>> BEGIN Text passage

Pitch Perfect 2

Pitch Perfect 2

Posted on May 14, 2015 at 5:48 pm

B+
Lowest Recommended Age: High School
MPAA Rating: Rated PG-13 for innuendo and language
Profanity: Some strong and crude language
Alcohol/ Drugs: Drinking
Violence/ Scariness: Comic peril and violence, no one hurt
Diversity Issues: Diverse characters
Date Released to Theaters: May 15, 2015
Date Released to DVD: September 21, 2015
Amazon.com ASIN: B00NYC3SG4
Copyright 2015 Universal
Copyright 2015 Universal

“Pitch Perfect 2” is — bear with me — the musical comedy variation on the “Furious 7” recipe for success.  The sequel jettisons any pretense of seriousness of purpose, structural logic, or psychological authenticity, joyfully tosses off any pretense of taking itself, its heartwarmingly diverse characters, or its storyline seriously.  And both, unexpectedly but utterly deservedly, will make you teary-eyed.  Substitute exquisitely harmonized snippets of popular songs for cars flying out of planes, and it’s basically the same movie.  And there’s nothing wrong with that.  “Pitch Perfect 2” is even more fun than the first.

Beca (Anna Kendrick) was just starting college in the first film, about her reluctant agreement to join the all-girl acapella group called The Barden Bellas, led by Aubrey (Anna Camp) and her loyal lieutenant Chloe (Brittany Snow).  Now Aubrey has graduated but Chloe is still there, deliberately flunking so she will not have to leave the now-three-time national champion Bellas.  Beca is a senior, hoping she can take on a dream internship with a musical producer (Keegan-Michael Key, the “angry Obama”) without disrupting the group.

But the group has been disrupted.  The Bellas performed at the President’s birthday celebration (footage of the Obamas is inserted to make it look like they were really there), with Fat Amy (Rebel Wilson) coming in like a wrecking ball on a trapeze.  It was a triumph until it became a disaster when Fat Amy’s skin-tight jumpsuit split open and she wasn’t wearing underwear.

The Bellas are banned from collegiate competition, and are not even allowed to conduct auditions. Too bad for those hoping for a reprise of one of the first film’s most entertaining scenes, but there is simply no time. We hardly get a chance to hear Barden’s male acapella group, the Treblemakers, either. This is all about the Bellas fighting their way back with the only option left to them — an international competition, up against the world champions, Germany’s Das Sound Machine, a group so terrifyingly huge and technically perfect it is a kind of acapella Triumph of the Will.

>> END Text passage

• Your goal:
Transcribe the stretch of the Pitch Perfect 2 review from "Beca (Anna Kendrick)" through "disrupting the group.", copying every word and mark as it appears.

>> BEGIN Supplied material

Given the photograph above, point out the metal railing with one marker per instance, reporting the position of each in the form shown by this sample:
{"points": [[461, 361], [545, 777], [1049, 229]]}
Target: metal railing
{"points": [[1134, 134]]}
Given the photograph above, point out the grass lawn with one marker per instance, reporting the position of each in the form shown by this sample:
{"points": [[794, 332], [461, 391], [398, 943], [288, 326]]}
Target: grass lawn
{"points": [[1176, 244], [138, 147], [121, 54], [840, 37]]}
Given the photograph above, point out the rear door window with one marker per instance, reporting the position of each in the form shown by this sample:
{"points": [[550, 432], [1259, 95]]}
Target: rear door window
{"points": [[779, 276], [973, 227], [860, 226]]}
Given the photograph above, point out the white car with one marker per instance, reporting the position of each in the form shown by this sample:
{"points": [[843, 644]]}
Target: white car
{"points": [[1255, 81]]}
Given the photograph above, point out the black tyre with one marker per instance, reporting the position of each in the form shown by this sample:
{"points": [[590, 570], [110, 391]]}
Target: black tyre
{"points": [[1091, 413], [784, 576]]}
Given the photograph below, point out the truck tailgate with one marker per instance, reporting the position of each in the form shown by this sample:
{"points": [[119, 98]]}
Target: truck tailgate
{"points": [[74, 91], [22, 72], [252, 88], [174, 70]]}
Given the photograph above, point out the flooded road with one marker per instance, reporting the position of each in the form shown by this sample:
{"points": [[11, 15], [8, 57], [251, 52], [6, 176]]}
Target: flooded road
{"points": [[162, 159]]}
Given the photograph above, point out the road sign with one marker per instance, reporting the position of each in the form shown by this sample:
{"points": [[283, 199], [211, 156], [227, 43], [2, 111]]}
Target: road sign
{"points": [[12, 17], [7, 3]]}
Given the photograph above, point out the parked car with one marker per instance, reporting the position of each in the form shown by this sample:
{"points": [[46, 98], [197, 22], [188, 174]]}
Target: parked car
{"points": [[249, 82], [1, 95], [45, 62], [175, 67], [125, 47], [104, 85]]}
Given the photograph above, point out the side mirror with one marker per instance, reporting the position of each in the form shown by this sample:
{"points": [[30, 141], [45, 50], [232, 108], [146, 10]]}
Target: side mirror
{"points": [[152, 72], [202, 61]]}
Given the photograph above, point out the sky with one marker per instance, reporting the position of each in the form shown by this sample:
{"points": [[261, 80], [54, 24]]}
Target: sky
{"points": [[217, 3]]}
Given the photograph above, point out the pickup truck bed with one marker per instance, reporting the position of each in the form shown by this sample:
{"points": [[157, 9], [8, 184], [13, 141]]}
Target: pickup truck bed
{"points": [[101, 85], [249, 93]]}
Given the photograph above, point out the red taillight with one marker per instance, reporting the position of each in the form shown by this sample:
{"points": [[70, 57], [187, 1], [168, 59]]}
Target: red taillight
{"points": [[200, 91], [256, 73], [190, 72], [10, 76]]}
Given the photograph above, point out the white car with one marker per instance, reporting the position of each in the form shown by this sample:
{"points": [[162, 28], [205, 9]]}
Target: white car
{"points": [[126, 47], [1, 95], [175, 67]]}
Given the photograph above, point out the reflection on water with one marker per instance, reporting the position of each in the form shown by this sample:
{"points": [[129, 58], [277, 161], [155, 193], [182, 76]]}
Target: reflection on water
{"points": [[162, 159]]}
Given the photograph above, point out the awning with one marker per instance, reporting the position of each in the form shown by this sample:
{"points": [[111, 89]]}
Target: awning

>> END Supplied material

• Result of the exercise:
Beca (Anna Kendrick) was just starting college in the first film, about her reluctant agreement to join the all-girl acapella group called The Barden Bellas, led by Aubrey (Anna Camp) and her loyal lieutenant Chloe (Brittany Snow).  Now Aubrey has graduated but Chloe is still there, deliberately flunking so she will not have to leave the now-three-time national champion Bellas.  Beca is a senior, hoping she can take on a dream internship with a musical producer (Keegan-Michael Key, the “angry Obama”) without disrupting the group.